::: Document excerpt

Have you ever thought about "billing in arrears?" It's not just a buzzword in the subscription business world. It's a billing method that could change your cash flow management and ensure prompt payments. This comprehensive guide will explain the concept of billing in arrears to you, comparing it with the practice of billing in advance and highlighting its potential benefits and challenges. As you improve financial management for your subscription business, you'll also get a step-by-step guide to simplify the transition. So, are you ready to explore this financial management tool? Let's get started.

Understanding Billing in Arrears: Definition and Basics

In the subscription business landscape, people often use the terms 'billing in arrears' and 'billing in advance.' Understanding the critical differences between these two methods is essential, as it can substantially influence your business strategy. Let's illuminate these concepts and examine why a business might prefer one to the other.

Billing in Arrears vs. Billing in Advance

Billing in arrears and billing in advance are two common billing methods. The difference is simple - billing in arrears means getting paid after the work is complete, while advance billing involves sending an invoice for the full amount before the work starts.

To make it clear, let's look at the following points:

  • Payment in advance: This refers to a payment made before a service is provided.

::::::
::: Extracted material

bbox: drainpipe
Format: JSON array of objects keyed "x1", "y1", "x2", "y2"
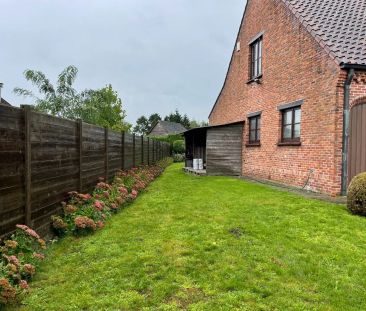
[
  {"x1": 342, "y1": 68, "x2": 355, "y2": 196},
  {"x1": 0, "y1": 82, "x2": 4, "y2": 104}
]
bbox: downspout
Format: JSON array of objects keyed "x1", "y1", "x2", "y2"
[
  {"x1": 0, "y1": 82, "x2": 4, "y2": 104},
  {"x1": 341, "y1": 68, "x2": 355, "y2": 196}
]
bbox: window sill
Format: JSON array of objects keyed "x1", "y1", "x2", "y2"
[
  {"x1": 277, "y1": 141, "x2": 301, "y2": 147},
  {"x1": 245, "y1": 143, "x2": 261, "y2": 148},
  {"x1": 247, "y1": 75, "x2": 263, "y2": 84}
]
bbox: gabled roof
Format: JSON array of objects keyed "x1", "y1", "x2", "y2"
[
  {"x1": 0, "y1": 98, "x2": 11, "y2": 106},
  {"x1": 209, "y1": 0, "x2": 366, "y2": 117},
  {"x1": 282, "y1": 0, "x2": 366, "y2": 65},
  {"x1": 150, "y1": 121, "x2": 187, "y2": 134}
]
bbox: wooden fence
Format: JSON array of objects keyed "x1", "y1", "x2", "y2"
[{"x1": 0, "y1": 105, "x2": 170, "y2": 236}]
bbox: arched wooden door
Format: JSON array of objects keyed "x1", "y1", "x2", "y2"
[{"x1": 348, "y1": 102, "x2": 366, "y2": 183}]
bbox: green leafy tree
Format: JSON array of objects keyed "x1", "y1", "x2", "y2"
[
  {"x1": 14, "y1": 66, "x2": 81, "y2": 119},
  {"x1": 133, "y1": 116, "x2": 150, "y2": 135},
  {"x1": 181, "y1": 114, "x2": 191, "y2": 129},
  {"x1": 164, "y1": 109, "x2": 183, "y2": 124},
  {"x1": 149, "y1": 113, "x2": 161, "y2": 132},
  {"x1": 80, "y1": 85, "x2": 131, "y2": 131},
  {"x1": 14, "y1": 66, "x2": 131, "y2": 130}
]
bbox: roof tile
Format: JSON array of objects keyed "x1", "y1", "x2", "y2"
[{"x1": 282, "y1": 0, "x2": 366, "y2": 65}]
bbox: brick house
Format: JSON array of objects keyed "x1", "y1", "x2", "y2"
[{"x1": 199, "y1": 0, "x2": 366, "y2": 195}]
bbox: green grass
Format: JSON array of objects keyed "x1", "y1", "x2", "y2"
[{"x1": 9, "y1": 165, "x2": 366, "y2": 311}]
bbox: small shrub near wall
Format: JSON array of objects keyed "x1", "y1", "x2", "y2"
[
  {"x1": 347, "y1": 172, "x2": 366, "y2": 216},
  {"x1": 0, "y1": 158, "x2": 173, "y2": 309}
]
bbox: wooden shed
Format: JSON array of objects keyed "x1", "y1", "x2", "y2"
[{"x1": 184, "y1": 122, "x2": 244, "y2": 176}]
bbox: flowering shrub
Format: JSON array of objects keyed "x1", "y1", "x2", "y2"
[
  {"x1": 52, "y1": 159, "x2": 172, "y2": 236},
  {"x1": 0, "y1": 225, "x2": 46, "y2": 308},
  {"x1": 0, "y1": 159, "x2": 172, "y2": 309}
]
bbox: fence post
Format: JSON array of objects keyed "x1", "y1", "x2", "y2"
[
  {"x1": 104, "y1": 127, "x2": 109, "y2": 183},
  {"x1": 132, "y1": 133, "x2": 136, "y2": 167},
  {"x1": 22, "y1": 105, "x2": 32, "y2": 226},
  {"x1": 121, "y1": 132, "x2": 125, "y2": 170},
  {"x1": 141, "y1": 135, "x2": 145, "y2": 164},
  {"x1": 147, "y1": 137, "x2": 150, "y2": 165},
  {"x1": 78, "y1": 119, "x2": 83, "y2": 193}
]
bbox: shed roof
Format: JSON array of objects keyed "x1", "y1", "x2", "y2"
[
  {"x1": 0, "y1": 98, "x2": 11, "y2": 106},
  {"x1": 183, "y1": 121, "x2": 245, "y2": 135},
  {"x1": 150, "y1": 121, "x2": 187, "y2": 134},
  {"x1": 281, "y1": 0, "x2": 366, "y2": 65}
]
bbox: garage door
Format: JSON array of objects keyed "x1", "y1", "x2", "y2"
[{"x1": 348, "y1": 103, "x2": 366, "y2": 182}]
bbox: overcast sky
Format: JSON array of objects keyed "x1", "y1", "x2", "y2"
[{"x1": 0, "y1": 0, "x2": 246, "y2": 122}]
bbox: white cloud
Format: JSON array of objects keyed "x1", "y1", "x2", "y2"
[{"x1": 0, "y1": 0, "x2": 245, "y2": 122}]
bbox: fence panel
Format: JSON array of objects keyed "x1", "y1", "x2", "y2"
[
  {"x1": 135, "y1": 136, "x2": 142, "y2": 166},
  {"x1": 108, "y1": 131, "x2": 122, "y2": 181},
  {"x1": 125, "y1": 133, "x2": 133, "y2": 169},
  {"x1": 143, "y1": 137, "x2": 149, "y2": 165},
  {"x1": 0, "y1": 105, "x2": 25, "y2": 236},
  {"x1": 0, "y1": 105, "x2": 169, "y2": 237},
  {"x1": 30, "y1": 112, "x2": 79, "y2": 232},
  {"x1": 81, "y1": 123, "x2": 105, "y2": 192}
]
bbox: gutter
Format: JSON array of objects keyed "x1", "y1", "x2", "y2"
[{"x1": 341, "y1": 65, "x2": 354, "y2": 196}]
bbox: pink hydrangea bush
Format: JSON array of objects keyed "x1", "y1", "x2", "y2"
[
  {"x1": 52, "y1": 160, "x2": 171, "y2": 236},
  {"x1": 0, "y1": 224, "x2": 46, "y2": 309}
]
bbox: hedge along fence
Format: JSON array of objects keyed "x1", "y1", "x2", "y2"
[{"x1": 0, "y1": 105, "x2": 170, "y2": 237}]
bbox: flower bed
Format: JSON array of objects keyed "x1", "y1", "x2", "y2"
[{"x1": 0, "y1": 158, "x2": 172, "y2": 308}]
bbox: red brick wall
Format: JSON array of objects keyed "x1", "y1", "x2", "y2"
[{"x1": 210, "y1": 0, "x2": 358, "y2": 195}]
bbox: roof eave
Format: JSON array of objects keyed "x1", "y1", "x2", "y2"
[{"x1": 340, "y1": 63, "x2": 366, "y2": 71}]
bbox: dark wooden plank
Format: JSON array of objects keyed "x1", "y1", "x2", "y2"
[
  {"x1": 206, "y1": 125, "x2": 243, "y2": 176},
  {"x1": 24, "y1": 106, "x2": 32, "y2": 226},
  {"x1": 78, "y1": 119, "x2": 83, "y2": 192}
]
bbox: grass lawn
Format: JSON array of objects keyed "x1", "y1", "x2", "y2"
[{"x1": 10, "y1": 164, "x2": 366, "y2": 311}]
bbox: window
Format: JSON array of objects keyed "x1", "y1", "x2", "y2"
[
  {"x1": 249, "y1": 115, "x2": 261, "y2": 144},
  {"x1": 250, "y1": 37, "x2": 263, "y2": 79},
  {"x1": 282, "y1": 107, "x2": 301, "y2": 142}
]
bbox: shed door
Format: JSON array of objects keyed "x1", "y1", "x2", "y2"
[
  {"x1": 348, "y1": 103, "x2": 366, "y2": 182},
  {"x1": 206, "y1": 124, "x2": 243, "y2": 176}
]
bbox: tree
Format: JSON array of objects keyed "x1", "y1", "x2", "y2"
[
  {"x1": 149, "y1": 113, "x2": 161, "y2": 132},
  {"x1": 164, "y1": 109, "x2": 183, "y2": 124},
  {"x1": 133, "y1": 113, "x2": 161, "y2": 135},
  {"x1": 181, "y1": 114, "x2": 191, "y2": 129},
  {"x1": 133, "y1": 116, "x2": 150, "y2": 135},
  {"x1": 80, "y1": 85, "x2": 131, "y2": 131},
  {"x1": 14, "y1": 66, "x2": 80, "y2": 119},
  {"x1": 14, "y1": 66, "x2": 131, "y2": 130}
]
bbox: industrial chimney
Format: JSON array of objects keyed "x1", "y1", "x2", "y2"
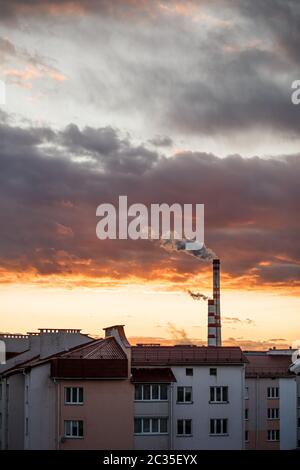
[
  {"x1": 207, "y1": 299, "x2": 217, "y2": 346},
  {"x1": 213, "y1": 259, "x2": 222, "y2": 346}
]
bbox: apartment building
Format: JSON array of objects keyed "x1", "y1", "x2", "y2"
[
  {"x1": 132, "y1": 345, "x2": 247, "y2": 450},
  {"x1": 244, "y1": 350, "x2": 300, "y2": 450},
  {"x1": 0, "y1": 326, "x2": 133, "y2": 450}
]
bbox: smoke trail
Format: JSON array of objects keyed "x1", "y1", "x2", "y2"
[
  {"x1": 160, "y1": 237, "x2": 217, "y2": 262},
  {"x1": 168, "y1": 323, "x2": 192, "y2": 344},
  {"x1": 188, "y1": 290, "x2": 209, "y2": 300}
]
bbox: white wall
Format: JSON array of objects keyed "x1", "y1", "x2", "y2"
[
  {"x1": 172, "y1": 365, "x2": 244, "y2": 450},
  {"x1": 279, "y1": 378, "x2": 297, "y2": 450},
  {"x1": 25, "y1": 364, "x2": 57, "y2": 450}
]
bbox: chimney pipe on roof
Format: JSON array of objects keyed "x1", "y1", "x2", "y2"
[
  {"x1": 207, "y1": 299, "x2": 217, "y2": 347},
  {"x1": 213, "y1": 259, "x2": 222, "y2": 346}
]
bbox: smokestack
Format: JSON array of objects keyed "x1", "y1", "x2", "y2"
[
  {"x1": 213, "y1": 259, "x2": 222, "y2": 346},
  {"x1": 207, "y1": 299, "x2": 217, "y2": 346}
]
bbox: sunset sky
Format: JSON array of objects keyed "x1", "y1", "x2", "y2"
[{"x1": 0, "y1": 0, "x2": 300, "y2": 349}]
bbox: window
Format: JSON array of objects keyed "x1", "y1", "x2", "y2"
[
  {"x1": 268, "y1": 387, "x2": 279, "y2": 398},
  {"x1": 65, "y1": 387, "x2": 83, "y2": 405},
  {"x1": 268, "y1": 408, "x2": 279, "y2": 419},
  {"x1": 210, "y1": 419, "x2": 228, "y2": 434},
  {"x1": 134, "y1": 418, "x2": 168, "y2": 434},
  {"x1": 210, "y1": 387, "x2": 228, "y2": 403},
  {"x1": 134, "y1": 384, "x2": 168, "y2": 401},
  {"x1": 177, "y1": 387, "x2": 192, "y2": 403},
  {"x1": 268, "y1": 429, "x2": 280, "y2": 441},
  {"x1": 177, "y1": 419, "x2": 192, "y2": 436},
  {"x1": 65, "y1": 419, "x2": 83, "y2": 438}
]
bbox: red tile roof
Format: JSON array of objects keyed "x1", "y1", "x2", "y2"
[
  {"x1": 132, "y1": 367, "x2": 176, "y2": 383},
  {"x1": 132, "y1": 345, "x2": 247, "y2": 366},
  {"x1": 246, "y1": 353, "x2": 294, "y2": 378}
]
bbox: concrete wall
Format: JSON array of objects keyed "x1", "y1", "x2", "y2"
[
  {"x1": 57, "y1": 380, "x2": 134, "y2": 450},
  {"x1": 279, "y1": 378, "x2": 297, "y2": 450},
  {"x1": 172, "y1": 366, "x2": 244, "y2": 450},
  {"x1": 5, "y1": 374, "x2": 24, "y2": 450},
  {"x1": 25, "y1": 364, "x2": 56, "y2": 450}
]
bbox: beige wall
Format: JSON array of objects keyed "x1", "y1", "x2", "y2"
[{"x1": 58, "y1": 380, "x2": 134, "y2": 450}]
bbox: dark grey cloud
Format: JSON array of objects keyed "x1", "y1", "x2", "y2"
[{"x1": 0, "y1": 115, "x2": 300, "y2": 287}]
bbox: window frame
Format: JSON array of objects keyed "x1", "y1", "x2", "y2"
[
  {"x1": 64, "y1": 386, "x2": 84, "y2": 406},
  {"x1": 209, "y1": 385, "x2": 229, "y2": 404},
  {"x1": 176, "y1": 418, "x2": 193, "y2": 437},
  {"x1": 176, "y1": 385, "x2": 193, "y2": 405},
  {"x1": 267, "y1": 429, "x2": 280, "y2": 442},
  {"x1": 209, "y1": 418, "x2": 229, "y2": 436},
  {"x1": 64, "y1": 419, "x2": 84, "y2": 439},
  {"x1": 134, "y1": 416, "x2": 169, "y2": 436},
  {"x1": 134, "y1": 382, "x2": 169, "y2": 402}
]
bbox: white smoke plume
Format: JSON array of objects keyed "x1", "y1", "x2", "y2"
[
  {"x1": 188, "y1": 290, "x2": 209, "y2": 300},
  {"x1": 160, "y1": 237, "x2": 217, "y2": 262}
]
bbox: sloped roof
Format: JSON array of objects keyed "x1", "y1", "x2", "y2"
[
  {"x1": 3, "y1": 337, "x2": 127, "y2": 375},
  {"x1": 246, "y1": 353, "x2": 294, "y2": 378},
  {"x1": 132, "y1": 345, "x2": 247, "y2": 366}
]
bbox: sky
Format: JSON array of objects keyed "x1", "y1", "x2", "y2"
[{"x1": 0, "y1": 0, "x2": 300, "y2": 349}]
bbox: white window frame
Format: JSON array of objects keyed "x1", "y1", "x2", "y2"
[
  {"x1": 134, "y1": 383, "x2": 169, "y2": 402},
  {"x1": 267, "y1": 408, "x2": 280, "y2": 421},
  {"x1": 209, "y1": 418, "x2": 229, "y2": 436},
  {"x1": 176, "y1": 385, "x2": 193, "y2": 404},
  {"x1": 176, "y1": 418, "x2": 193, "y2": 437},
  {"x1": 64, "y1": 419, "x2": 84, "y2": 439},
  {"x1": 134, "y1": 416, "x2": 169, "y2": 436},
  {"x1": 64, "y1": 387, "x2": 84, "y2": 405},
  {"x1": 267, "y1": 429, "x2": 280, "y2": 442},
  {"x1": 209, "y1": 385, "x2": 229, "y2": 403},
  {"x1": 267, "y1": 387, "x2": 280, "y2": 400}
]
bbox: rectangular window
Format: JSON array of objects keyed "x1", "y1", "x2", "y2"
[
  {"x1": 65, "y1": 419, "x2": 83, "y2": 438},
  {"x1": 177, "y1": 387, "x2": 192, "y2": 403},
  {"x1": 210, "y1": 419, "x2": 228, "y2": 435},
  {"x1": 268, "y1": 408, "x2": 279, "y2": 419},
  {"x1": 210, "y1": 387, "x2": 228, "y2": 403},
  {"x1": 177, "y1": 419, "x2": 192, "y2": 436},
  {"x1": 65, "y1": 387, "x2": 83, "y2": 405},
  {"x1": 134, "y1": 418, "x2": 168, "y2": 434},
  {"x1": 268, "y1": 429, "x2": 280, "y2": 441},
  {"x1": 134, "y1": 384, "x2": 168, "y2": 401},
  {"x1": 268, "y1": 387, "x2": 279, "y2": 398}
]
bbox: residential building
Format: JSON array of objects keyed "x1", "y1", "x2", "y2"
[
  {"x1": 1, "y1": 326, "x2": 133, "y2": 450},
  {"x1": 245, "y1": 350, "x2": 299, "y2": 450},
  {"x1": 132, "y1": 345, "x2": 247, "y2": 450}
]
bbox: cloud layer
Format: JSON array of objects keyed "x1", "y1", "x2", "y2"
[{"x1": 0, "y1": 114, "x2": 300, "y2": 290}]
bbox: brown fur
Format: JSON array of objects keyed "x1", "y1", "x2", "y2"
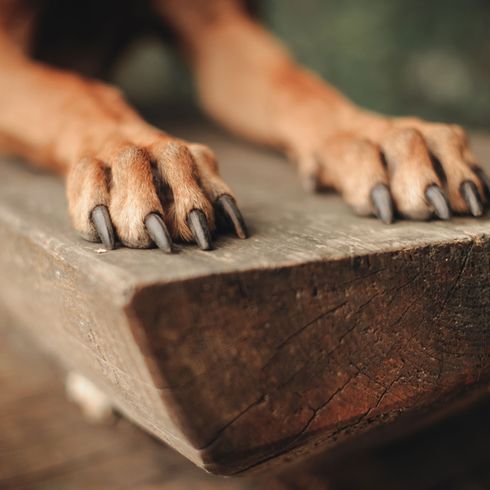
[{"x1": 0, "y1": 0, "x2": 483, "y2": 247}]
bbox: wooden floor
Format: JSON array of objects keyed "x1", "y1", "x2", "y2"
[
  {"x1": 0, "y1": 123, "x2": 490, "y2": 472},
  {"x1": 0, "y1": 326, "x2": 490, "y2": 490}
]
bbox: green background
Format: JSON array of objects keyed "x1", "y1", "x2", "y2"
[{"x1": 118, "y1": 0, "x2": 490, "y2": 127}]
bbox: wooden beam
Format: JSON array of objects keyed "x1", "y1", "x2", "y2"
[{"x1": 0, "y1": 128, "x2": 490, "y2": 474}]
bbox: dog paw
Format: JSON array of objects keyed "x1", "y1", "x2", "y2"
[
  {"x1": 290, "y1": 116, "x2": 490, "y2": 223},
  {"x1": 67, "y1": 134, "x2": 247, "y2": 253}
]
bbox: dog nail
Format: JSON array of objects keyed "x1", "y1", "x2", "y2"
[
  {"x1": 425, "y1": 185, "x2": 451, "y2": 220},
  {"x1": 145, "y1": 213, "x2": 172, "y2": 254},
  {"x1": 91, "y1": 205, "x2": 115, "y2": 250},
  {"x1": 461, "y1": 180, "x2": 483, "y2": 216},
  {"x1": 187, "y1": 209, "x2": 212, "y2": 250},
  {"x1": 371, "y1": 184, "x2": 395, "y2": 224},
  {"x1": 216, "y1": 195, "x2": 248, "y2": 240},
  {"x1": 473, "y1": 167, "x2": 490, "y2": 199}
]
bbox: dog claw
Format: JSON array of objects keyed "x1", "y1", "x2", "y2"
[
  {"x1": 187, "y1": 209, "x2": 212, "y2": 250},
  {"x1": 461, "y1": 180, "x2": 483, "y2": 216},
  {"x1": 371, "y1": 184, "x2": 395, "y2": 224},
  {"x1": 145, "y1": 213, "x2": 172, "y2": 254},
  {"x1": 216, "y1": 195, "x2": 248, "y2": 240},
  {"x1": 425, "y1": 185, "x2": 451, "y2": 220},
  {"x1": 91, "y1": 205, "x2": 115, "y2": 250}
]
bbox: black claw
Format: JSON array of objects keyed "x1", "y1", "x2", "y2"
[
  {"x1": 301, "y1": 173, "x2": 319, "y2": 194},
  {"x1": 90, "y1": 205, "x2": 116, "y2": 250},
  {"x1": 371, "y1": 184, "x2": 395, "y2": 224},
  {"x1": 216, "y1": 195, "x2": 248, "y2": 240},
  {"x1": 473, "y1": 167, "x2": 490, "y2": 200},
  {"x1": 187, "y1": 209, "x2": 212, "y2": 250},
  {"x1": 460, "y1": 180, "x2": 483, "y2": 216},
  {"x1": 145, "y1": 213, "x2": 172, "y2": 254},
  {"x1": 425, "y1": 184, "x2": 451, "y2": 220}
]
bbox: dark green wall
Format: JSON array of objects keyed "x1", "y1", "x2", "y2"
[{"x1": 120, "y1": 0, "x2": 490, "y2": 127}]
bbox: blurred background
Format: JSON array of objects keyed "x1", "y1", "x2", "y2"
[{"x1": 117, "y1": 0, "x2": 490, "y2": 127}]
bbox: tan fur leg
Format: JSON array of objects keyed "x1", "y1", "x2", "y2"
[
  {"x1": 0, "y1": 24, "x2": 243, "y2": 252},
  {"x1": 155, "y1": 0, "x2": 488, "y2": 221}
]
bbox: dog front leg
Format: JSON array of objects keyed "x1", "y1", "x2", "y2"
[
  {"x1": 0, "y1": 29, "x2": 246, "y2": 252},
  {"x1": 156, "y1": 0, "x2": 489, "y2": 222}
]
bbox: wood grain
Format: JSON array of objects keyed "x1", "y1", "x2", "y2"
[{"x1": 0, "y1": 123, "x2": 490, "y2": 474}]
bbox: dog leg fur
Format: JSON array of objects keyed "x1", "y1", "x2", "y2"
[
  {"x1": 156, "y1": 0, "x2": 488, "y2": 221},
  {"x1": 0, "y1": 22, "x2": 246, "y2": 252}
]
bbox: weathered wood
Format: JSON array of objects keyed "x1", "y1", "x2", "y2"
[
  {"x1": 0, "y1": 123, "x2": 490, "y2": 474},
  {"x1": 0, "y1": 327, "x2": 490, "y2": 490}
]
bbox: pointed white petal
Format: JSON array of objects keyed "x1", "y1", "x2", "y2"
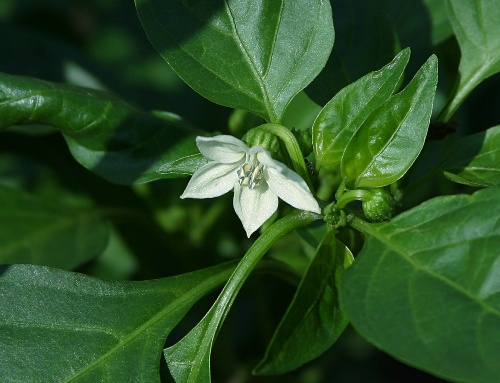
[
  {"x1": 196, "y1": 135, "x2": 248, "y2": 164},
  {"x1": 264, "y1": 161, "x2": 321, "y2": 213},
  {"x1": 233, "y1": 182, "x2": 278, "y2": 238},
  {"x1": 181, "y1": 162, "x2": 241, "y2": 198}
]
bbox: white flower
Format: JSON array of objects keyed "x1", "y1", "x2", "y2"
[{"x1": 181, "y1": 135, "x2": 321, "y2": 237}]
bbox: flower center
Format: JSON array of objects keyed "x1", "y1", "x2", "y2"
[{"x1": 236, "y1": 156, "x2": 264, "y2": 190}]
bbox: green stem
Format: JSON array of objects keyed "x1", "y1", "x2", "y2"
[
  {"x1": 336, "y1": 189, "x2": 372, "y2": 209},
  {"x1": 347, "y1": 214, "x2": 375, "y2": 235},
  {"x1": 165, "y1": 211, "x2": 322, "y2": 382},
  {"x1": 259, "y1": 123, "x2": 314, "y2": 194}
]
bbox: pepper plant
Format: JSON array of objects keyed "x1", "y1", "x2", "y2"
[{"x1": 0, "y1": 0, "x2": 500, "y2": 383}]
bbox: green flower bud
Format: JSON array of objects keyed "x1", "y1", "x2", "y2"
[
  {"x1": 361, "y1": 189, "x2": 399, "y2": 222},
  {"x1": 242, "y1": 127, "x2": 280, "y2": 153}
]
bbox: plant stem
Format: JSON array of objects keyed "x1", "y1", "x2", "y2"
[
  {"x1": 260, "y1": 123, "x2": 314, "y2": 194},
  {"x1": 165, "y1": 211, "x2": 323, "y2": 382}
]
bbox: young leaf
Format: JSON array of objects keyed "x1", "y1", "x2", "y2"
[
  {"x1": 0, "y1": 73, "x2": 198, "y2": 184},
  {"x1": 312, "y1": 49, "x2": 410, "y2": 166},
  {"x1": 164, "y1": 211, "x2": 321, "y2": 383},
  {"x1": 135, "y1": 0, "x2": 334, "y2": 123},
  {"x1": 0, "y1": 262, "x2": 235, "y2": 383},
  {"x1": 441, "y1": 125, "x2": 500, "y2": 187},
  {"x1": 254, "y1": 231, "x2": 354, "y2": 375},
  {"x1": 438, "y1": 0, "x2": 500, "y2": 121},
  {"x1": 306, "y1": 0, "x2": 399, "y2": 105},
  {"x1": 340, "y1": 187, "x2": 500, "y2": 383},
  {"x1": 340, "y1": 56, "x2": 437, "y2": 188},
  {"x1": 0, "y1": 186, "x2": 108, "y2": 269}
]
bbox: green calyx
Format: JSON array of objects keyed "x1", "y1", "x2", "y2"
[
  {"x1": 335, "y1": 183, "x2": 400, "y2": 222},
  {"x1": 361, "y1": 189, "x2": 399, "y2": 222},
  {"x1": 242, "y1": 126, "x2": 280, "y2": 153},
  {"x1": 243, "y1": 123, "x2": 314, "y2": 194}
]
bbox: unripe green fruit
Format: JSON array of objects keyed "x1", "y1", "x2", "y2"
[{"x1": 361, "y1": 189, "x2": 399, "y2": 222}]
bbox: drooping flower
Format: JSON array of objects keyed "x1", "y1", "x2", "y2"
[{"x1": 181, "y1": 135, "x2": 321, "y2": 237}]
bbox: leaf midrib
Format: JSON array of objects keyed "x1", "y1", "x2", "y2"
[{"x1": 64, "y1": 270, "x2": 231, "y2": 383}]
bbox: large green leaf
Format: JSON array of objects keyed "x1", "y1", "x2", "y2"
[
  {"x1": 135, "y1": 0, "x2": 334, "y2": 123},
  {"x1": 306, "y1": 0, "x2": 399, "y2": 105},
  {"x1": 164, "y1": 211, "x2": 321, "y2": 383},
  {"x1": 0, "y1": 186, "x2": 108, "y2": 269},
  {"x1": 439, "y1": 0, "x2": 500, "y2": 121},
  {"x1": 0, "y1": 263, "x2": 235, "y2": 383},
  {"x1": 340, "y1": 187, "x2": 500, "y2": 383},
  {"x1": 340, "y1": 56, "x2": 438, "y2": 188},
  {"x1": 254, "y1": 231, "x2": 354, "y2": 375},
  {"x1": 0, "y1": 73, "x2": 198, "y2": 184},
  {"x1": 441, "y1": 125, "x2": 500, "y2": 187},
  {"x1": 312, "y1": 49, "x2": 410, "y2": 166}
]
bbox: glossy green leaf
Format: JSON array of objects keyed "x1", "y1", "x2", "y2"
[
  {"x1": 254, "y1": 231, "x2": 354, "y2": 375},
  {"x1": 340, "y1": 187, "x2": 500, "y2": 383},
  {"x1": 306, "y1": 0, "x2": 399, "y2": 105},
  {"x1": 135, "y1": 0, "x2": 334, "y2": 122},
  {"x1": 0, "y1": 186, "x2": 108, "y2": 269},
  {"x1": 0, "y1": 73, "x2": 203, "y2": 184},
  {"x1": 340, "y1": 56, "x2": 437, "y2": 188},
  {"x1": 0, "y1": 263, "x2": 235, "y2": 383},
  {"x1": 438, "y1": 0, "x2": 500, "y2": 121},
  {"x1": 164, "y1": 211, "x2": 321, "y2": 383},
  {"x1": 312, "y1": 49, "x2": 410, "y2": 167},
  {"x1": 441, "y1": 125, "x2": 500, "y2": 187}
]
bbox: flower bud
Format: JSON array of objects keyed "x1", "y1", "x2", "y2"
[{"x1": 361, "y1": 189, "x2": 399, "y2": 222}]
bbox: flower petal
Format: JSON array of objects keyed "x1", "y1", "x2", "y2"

::::::

In the guide on billing methods, what does billing in arrears mean? Nothing in the rows is needed here.

*Output*
It means getting paid after the work is complete.